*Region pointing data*
============================================================

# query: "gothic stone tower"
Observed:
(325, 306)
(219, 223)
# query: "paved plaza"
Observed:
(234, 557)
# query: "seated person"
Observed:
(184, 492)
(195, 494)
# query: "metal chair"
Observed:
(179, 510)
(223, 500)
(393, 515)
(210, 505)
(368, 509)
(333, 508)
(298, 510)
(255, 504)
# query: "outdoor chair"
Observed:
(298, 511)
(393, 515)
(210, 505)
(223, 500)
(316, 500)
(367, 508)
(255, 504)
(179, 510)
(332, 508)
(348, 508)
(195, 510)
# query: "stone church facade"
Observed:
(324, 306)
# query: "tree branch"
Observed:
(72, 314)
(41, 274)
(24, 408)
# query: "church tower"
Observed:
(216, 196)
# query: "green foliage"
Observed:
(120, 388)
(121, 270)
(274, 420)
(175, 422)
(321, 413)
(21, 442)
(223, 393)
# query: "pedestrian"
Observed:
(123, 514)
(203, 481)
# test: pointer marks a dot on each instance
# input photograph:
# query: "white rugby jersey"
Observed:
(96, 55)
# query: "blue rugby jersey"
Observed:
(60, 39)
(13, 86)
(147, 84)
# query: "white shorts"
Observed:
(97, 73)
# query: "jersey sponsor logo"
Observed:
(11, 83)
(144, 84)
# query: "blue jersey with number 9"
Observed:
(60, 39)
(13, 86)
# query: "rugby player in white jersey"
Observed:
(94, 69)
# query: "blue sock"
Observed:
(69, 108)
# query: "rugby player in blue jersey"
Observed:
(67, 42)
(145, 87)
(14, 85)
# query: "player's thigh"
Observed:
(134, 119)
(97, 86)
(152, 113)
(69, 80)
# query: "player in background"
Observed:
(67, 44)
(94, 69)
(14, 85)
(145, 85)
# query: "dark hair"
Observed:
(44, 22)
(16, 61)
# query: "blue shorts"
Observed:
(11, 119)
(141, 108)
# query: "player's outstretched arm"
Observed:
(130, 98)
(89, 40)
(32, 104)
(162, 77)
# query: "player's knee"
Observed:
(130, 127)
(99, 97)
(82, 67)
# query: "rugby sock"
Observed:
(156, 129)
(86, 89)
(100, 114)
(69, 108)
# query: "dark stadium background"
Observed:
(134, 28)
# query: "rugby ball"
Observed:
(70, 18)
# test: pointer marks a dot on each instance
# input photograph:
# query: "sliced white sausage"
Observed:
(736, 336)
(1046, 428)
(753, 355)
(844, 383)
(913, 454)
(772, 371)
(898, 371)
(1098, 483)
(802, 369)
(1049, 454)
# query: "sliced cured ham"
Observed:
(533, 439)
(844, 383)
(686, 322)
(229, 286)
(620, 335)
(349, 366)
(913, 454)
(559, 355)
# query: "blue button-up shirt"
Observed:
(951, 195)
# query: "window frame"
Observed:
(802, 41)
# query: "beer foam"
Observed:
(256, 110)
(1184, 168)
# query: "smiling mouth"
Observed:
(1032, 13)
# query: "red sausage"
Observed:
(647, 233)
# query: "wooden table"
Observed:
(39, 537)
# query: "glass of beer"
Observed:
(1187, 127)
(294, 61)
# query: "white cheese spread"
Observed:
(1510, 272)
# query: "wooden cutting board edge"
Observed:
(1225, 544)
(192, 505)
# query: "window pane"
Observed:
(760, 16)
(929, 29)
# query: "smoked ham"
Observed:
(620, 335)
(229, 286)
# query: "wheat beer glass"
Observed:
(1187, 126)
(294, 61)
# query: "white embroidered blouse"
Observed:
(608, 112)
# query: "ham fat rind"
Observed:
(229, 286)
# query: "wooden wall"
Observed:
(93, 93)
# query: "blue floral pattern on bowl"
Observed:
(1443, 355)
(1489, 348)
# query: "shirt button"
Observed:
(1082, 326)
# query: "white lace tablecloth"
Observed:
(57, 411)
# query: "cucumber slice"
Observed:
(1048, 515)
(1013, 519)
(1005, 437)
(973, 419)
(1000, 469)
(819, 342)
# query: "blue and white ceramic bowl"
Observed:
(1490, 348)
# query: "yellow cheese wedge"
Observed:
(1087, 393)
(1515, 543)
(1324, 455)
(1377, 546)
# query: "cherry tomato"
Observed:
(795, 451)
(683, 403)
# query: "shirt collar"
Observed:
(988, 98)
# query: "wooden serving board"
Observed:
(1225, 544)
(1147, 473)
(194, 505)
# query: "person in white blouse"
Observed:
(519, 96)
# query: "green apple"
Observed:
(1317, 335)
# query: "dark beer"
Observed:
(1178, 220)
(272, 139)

============================================================

*Exercise requirements*
Check each line of the records for "shorts" and copy the ones that contain it.

*Reply*
# query: "white shorts"
# query: "blue shorts"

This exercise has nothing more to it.